(Saved data entries)
*** Begin section ***
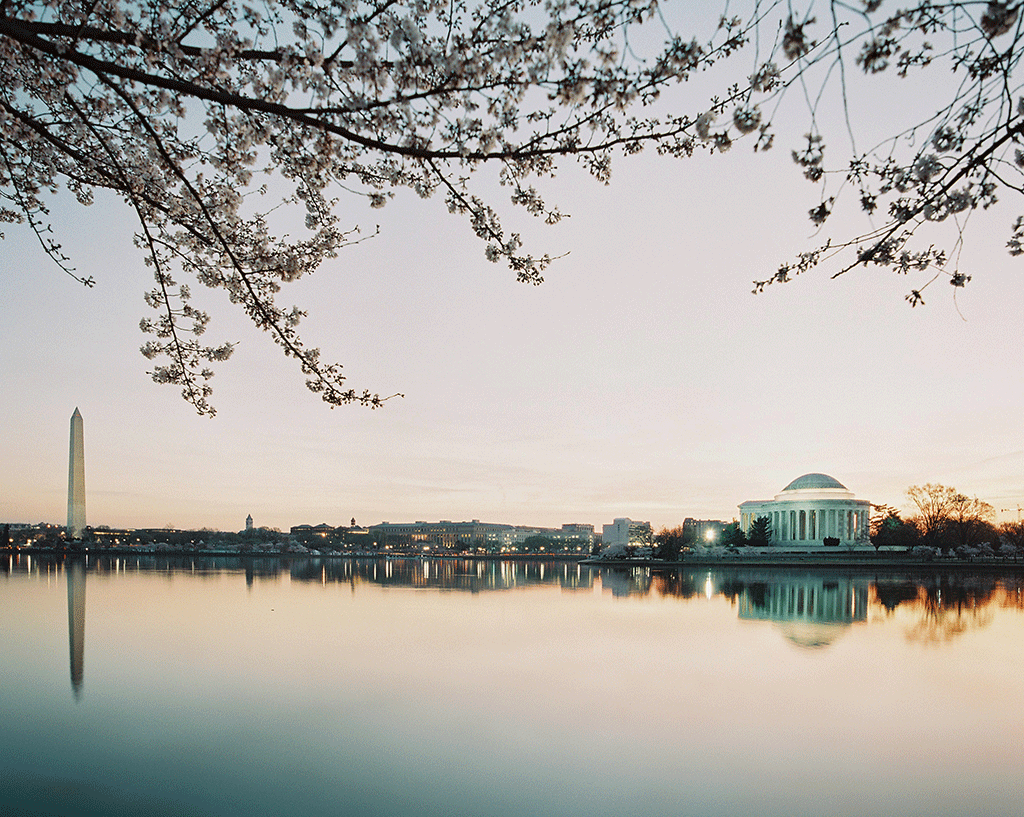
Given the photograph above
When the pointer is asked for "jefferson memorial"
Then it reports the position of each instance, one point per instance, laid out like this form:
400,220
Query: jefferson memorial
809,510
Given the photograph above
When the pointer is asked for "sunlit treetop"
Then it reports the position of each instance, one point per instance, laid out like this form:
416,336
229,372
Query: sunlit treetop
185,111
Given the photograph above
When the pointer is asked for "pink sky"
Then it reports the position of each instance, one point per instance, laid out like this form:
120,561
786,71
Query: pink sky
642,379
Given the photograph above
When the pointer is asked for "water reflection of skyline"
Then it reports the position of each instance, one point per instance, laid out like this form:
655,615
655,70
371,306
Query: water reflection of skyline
*** End section ***
• [TASK ITEM] Word for word, restate each line above, minus its pictures.

• [SOLVED PROBLEM]
Given the photograph above
When the pointer is asked for "jefferson memorial"
Then it reports the position of each instance, one point per instance, laid out like this form:
400,220
Query: jefferson memorial
809,510
Given the photograph above
When the pointer is asked for "sunlit treetop"
Then it reports the position of each instance, one point per instance, laid out like this form:
416,336
229,372
Query: sunlit treetop
185,111
Given the photograph above
When the pointer is asked for "pink sky"
Then it reports the position of each instance, one point per instance, laid out like this form:
120,561
786,71
Query: pink sky
642,379
Given the photograph above
When the pointer is asked for "water reflection of skyline"
Then it reports the position of each instance, one point per instance, laid out like this form:
655,615
655,70
371,306
Query: water reflection of skyline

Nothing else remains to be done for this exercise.